■ EXERCISE:
Quote everything in the listing below, from the line containing "Query: flower arrangement" down to the line containing "Query: green tree", with both of those lines included and nothing altered.

■ EXERCISE MATERIALS:

= = = = =

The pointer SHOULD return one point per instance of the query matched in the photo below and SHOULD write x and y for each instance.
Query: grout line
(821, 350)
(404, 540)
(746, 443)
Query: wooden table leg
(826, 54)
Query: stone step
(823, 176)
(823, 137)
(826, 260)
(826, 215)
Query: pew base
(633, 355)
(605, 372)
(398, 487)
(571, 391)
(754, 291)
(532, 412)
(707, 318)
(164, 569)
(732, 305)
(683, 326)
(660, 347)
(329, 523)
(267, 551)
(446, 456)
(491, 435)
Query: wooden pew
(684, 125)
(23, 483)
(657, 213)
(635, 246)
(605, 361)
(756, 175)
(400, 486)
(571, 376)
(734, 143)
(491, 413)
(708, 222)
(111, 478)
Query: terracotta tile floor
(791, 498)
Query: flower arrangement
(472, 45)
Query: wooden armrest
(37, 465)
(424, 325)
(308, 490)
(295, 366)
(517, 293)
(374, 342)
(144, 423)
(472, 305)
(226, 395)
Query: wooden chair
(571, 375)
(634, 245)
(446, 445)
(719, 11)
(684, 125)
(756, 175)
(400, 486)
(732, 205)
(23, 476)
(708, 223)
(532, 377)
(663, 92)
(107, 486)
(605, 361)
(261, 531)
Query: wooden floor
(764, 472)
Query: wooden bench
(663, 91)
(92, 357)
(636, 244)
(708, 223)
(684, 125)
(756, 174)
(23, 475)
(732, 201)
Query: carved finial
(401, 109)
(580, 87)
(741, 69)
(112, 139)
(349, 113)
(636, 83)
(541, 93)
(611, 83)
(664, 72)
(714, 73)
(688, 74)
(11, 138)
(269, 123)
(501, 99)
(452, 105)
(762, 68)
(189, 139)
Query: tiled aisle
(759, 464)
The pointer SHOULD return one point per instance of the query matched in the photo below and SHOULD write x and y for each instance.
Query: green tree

= = = = =

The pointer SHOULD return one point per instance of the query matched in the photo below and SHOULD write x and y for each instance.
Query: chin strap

= = = = =

■ SOLVED EXERCISE:
Query: flower arrangement
(472, 45)
Query: wooden armrest
(37, 465)
(424, 325)
(308, 490)
(295, 366)
(517, 293)
(374, 342)
(144, 423)
(472, 305)
(226, 395)
Query: wooden chair
(571, 375)
(634, 245)
(446, 445)
(719, 11)
(684, 125)
(756, 175)
(400, 486)
(732, 205)
(23, 476)
(708, 223)
(532, 377)
(663, 92)
(107, 486)
(605, 361)
(261, 531)
Query: wooden floor
(764, 472)
Query: wooden bench
(663, 91)
(92, 357)
(636, 244)
(708, 223)
(684, 125)
(756, 174)
(23, 475)
(732, 201)
Query: carved finial
(401, 109)
(580, 87)
(741, 69)
(112, 139)
(349, 113)
(636, 83)
(541, 93)
(611, 83)
(664, 72)
(714, 73)
(688, 74)
(11, 138)
(269, 123)
(501, 99)
(452, 105)
(762, 68)
(189, 139)
Query: tiled aisle
(759, 464)
The pointer SHOULD return one point per instance of the query matched in the photo below and SHOULD write x and y for each instance.
Query: green tree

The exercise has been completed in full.